>> Start Input material

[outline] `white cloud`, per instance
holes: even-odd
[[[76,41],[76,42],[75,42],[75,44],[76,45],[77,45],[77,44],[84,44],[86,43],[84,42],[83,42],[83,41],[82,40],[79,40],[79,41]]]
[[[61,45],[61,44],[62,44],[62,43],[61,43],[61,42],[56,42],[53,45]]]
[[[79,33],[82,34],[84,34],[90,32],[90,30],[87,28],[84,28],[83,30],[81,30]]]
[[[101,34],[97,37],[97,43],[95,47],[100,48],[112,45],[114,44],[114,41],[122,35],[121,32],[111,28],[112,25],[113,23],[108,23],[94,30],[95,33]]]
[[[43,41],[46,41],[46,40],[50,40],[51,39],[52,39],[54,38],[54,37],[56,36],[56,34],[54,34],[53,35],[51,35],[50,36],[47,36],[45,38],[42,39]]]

>> End Input material

**What to do:**
Reproduce every line of the listing above word for word.

**Finished exercise:**
[outline] `white cloud`, per instance
holes: even-odd
[[[76,41],[76,42],[75,42],[75,44],[76,45],[77,45],[77,44],[84,44],[86,43],[84,42],[83,42],[83,41],[82,40],[79,40],[79,41]]]
[[[61,45],[61,44],[62,44],[62,43],[61,43],[61,42],[56,42],[53,45]]]
[[[79,33],[82,34],[84,34],[90,32],[90,30],[87,28],[84,28],[83,30],[81,30]]]
[[[101,34],[97,37],[97,43],[95,47],[100,48],[112,45],[114,44],[114,41],[122,35],[121,32],[111,28],[112,25],[113,23],[108,23],[94,30],[95,33]]]
[[[43,41],[46,41],[46,40],[50,40],[51,39],[52,39],[54,38],[54,37],[56,36],[56,34],[54,34],[53,35],[51,35],[50,36],[47,36],[45,38],[42,39]]]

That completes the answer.